── Data section
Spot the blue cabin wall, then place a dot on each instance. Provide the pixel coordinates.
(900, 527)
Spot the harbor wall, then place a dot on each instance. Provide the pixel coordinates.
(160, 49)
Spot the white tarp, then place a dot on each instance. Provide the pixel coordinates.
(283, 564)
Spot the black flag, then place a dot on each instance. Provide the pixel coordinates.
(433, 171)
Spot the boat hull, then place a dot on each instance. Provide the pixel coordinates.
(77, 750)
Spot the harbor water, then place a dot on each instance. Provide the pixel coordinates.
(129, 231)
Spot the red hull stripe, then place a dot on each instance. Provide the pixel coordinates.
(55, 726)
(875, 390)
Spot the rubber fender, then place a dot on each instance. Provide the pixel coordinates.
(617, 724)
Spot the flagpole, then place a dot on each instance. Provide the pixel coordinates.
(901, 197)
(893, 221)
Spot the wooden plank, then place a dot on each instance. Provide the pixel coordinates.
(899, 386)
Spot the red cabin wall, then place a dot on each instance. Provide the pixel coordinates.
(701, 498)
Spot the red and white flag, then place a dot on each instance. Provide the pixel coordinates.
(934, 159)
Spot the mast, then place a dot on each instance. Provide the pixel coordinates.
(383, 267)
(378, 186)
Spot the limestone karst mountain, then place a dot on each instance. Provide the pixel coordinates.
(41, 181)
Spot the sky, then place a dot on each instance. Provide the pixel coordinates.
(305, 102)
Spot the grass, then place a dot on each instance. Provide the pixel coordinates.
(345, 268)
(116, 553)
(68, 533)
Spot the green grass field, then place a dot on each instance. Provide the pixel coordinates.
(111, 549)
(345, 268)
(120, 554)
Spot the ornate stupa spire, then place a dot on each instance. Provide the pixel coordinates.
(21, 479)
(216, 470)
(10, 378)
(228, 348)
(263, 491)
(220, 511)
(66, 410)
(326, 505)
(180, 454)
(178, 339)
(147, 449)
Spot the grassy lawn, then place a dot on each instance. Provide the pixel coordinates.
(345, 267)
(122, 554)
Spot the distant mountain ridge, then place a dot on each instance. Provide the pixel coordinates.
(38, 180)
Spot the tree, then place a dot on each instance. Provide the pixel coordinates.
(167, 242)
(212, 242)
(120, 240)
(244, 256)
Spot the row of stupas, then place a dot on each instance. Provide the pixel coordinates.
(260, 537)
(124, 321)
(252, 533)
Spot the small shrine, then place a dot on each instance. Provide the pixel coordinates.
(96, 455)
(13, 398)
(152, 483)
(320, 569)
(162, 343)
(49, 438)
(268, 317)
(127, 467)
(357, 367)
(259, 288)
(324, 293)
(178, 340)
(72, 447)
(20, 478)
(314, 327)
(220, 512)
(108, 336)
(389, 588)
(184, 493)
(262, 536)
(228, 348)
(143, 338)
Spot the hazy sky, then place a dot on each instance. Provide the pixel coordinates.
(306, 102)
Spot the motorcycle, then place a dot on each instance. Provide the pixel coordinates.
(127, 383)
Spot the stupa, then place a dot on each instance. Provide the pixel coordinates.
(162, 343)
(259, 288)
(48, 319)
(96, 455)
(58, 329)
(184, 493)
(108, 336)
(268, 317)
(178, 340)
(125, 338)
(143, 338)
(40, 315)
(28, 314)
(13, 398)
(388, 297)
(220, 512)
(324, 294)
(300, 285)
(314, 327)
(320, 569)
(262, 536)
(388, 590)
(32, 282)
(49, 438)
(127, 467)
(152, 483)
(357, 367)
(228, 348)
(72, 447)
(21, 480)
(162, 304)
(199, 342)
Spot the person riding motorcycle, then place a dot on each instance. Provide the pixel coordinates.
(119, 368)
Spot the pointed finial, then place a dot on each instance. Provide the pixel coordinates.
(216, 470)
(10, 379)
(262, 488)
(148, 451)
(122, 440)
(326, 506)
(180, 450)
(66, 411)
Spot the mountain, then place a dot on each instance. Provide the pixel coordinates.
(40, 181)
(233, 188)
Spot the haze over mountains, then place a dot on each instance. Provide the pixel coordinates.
────
- Instruction:
Every entry needs to be retyped exactly.

- Output for this exercise:
Spot the blue cabin wall, then place a dot on each instance. Provide the pixel coordinates.
(900, 527)
Spot the harbor wall, then place a dot on each instance. Provide the pixel coordinates.
(160, 49)
Spot the white tarp, then place a dot on each instance. Provide the pixel coordinates.
(283, 564)
Spot the black flag, then place a dot on each instance. Provide the pixel coordinates.
(433, 171)
Spot the boat hull, then place a dot on each instance. Provide the pixel coordinates.
(77, 750)
Spot the harbor water, then place a dot on each instance. Provide the pixel coordinates.
(129, 231)
Spot the red hull stripe, then place a dot on each instance. Provide the pixel coordinates.
(55, 726)
(875, 390)
Spot the rubber fender, then place a dot on each instance. Provide the pixel coordinates.
(617, 724)
Spot the flagpole, then place a dot on each instance. Provide the pixel coordinates.
(901, 197)
(893, 221)
Spot the wooden plank, then place a dot on each instance. Provide the pixel coordinates.
(899, 386)
Spot the red cabin wall, then place a dot on each instance. Provide the pixel coordinates.
(701, 498)
Spot the red and white flag, then place a dot on each instance. Provide the pixel coordinates.
(934, 159)
Spot the mast, then place a dot on each instance. Provide the pixel coordinates.
(383, 267)
(378, 186)
Spot the limestone karst mountain, then place a dot on each instance. Provide the pixel coordinates.
(41, 181)
Spot the sky, then place a dot on each instance. Provide the pixel coordinates.
(305, 102)
Spot the grass, then place a dot on each instance. Provide the pixel coordinates.
(345, 268)
(116, 553)
(68, 533)
Spot the green grass field, then place a dot on each instance. Provide the pixel coordinates.
(111, 549)
(345, 268)
(120, 554)
Spot the ornate stupa spire, then place a dot on each instance. Provide the pixel coordinates.
(21, 479)
(216, 470)
(10, 378)
(228, 348)
(263, 491)
(220, 511)
(66, 410)
(326, 505)
(180, 454)
(178, 339)
(147, 449)
Spot the grassy lawn, then place a dot on each instance. Provide the pixel coordinates.
(345, 267)
(122, 554)
Spot the distant mountain ridge, then place a dot on each instance. Provide the pixel coordinates.
(38, 180)
Spot the tree, then place a dot on each instance. Provide the pixel coordinates.
(167, 242)
(212, 242)
(120, 240)
(244, 256)
Spot the row of stupas, then place a dot on each instance. Provide the pixel coordinates.
(260, 537)
(124, 321)
(252, 533)
Spot the small shrine, then place a dot on each instance. Provide the pixel coordinates.
(96, 455)
(13, 398)
(152, 483)
(320, 569)
(162, 343)
(49, 438)
(268, 317)
(127, 467)
(357, 367)
(259, 288)
(324, 293)
(178, 340)
(72, 447)
(20, 478)
(314, 327)
(220, 512)
(108, 336)
(389, 588)
(184, 493)
(262, 536)
(228, 348)
(143, 338)
Spot the hazy sky, then place a dot on each instance. Provide the pixel coordinates.
(306, 102)
Spot the motorcycle, then place a dot on each instance. Provide the pixel coordinates.
(127, 383)
Spot the stupa, then place a dot on each instance. Provide the pixel coordinates.
(162, 343)
(259, 288)
(48, 319)
(96, 455)
(58, 329)
(184, 493)
(108, 336)
(268, 317)
(178, 340)
(125, 338)
(143, 338)
(40, 315)
(28, 314)
(13, 398)
(388, 297)
(220, 512)
(324, 294)
(300, 285)
(314, 327)
(320, 569)
(262, 536)
(388, 590)
(32, 282)
(49, 438)
(127, 467)
(152, 483)
(357, 367)
(228, 348)
(72, 447)
(21, 480)
(162, 304)
(199, 342)
Spot the person riding motorcycle, then place a dot on each instance. Provide the pixel coordinates.
(119, 368)
Spot the pointed finial, then place a dot on each instance. Provide the pixel coordinates.
(216, 470)
(10, 379)
(262, 488)
(148, 451)
(122, 440)
(326, 506)
(180, 450)
(66, 411)
Spot the mountain, then place a dot on each instance. Provide the pixel coordinates.
(40, 181)
(233, 188)
Spot the haze over mountains, then place a dot on each instance. Provide the pixel coordinates.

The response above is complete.